DOCUMENT EXCERPT:
Computation is crucial for applications of NMR that provide insights into biomolecular structure, dynamics, interactions, and stability, and have translational applications including diagnostics and drug discovery. The amount of NMR software is exploding, making it more difficult to discover new software, and to support a full complement of software on a diverse set of computer platforms or maintain legacy packages. Communication between software packages also becomes more challenging.
The broad aim of this Center is to simplify and integrate dissemination, maintenance, support, and application of NMR data processing and analysis software packages.
The Center will advance the application of biomolecular NMR for challenging applications in biomedicine, including structural biology, drug discovery, and metabolomics through the following:
The NMRbox virtual machine provides a comprehensive environment for bio-NMR data processing and analysis that is pre-configured with NMR software, cloud-based for easy access, and captured in a version-controlled archived to allow persistence and foster reproducibility.
Data translation and workflow tools (CONNJUR) will be developed to facilitate inter-operation and simplify NMR processing workflows. The NMR-STAR data model and file format will be extended to support data exchange between packages in NMRbox, and to capture meta-data essential for reproducibility of bio-NMR studies. The NMR-STAR data model also will be used to build tools for construction of complete BMRB data depositions.
Robust and extensible tools for Bayesian inference applied to spectral assignment of proteins, nucleic acids, and small molecule metabolites will be developed. An API will enable Bayesian inference to be easily incorporated into external software packages. All components will use the NMR-STAR/CONNJUR unified data model/interface.

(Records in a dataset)
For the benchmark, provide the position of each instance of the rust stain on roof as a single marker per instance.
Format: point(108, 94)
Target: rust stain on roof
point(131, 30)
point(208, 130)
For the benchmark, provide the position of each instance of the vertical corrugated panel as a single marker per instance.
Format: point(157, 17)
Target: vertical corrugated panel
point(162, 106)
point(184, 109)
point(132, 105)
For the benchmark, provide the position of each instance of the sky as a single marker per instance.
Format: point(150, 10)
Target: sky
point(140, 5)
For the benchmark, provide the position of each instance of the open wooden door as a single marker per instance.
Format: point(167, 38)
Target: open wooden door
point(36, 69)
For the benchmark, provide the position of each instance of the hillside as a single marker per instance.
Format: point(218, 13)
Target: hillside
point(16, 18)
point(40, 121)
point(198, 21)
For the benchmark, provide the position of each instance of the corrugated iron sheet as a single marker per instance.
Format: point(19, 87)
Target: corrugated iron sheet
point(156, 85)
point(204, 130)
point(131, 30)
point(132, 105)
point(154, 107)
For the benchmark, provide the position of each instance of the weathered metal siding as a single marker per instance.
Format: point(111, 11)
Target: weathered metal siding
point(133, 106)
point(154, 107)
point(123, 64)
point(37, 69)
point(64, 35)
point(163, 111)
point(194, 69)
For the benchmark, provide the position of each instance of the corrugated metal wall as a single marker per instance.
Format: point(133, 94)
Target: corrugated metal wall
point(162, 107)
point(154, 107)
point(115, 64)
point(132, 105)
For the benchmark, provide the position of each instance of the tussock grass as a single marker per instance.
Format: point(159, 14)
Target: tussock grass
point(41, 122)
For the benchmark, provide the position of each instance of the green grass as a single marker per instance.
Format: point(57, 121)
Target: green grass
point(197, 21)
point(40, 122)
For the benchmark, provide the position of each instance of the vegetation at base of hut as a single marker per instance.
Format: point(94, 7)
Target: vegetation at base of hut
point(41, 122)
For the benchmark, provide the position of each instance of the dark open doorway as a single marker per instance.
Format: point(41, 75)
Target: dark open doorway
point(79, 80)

TASKS AND EXERCISES:
**1)** Print everything in the NMR center description from "The broad aim" down to "and foster reproducibility.".
**2)** Carry on writing the NMR center description, starting right after its last sentence.

TASK ANSWERS:
**1)**
The broad aim of this Center is to simplify and integrate dissemination, maintenance, support, and application of NMR data processing and analysis software packages.
The Center will advance the application of biomolecular NMR for challenging applications in biomedicine, including structural biology, drug discovery, and metabolomics through the following:
The NMRbox virtual machine provides a comprehensive environment for bio-NMR data processing and analysis that is pre-configured with NMR software, cloud-based for easy access, and captured in a version-controlled archived to allow persistence and foster reproducibility.

**2)**
Projects with important biomedical implications were chosen that require a broad range of software, extensive interoperation among applications, robust and reproducible analysis, and produce metadata not currently captured. As exemplars of bio-NMR data processing workflows, they will determine the software to be embedded in NMRbox, the metadata to be captured, the analysis tools to be implemented, and will serve as test beds for the technology emanating from the TRDs. The criteria used to select projects will be reviewed annually to determine whether to continue a project and for soliciting new projects. Close interaction with the External Advisory Board and the broader community will establish priorities for future projects. In addition to canonical solution-state protein structure determination workflows, the projects include solid-state NMR, relaxation, studies on RNA, interactions of small molecules with proteins, and metabolomics.
An initial complement of collaborative projects involve working directly with developers to increase the utility of their programs, by implementing them in NMRbox (facilitating both broader distribution and higher performance through parallelization), developing completely novel software applications, or providing novel tools for discovering software. A “new lab setup” service will be implemented. As for DBPs, Collaborative projects will be reviewed annually for renewal, and for recruiting new projects.
NMRbox staff will run annual workshops and provide on-site training sessions at conferences to instruct users how to process and analyze biomolecular NMR data using NMRbox, and to inform developers how to incorporate their software into NMRbox. Mechanisms for remote consultation and technical support will be developed employing web-based video “office hours”, a robust web site, an email “listserve”, and FAQ and video tutorial archives.